● REQUIRED WORK:
Gather every line in the records below that contains the word "white", and copy each of those lines.

● Coordinate annotation records:
******************************
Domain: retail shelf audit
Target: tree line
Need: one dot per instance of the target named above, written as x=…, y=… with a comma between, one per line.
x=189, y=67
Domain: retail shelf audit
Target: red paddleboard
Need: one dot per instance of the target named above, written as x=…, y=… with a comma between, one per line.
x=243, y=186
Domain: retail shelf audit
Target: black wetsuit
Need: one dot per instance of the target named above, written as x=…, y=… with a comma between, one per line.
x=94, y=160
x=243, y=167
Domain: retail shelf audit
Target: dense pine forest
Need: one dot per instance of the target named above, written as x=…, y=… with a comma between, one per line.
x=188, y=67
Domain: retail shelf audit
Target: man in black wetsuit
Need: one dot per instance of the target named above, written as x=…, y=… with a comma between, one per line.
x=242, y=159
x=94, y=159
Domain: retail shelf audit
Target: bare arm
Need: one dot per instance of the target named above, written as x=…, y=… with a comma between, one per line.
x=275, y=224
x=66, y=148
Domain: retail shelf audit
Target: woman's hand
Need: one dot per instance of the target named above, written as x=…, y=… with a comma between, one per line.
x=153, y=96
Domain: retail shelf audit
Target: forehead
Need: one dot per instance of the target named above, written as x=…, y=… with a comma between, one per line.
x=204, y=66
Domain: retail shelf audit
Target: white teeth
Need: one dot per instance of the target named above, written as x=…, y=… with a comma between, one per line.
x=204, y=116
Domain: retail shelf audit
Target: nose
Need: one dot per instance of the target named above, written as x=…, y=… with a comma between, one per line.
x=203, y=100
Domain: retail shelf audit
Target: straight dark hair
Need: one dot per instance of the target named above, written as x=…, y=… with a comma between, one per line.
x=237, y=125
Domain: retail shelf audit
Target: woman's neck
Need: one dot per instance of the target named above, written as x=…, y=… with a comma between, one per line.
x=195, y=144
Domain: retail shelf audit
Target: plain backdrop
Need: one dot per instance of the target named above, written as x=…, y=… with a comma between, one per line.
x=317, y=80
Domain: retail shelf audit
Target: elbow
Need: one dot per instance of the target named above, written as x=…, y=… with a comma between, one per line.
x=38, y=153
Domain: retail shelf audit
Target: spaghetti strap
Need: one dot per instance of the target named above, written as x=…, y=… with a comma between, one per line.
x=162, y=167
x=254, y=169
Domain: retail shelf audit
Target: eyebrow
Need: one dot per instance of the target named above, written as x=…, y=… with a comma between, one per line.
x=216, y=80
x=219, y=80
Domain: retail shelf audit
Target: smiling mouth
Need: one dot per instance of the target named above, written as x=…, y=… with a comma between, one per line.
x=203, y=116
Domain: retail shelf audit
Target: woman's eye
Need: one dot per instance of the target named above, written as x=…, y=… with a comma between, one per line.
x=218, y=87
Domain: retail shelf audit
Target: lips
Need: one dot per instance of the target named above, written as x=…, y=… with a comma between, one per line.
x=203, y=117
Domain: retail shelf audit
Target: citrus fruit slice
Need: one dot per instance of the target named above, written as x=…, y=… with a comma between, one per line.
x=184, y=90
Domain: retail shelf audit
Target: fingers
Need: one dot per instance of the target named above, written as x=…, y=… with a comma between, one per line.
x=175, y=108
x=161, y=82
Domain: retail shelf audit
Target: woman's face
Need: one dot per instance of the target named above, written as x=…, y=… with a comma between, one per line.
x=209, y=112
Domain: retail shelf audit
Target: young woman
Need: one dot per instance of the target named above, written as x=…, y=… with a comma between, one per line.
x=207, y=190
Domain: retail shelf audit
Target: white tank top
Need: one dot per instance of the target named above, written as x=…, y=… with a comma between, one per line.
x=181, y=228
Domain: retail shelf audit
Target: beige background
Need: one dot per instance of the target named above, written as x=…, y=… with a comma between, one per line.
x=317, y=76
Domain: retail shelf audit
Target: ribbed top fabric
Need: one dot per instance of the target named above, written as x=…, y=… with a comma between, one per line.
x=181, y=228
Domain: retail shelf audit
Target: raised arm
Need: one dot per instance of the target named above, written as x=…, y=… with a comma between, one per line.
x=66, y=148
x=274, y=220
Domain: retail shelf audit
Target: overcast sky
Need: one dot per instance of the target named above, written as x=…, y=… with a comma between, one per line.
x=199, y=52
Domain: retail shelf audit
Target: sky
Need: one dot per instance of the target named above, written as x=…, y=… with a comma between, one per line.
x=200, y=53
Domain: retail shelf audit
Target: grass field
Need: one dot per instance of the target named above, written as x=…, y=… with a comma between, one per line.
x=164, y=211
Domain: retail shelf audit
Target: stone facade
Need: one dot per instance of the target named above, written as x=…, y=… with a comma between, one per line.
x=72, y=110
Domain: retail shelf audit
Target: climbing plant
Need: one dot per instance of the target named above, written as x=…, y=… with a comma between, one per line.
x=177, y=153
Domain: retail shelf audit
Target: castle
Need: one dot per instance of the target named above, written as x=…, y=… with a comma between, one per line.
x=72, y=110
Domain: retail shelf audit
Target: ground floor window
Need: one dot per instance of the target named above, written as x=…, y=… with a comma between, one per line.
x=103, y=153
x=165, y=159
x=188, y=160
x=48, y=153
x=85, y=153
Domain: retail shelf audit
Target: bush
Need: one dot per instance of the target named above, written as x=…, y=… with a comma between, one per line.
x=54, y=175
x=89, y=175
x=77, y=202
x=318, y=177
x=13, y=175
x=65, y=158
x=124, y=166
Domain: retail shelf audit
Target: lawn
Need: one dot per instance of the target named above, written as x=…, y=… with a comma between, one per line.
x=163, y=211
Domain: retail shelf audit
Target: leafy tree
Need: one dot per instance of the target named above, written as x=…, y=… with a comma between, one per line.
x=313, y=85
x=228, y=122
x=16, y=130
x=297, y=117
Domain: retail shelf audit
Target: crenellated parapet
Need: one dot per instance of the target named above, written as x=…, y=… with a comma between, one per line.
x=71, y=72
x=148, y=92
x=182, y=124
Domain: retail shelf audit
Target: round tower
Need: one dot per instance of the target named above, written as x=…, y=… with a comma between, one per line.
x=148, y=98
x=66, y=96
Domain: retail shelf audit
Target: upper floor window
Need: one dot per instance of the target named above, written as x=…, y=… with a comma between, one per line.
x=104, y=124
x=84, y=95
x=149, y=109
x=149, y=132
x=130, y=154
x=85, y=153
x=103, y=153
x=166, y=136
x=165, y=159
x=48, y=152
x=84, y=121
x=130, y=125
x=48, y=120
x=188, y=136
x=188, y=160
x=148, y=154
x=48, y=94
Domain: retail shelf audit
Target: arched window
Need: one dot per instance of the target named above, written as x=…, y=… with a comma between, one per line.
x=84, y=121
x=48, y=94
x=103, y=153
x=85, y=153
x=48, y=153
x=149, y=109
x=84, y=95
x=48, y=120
******************************
● IN RESPONSE:
Target: white teeth
Target: white tank top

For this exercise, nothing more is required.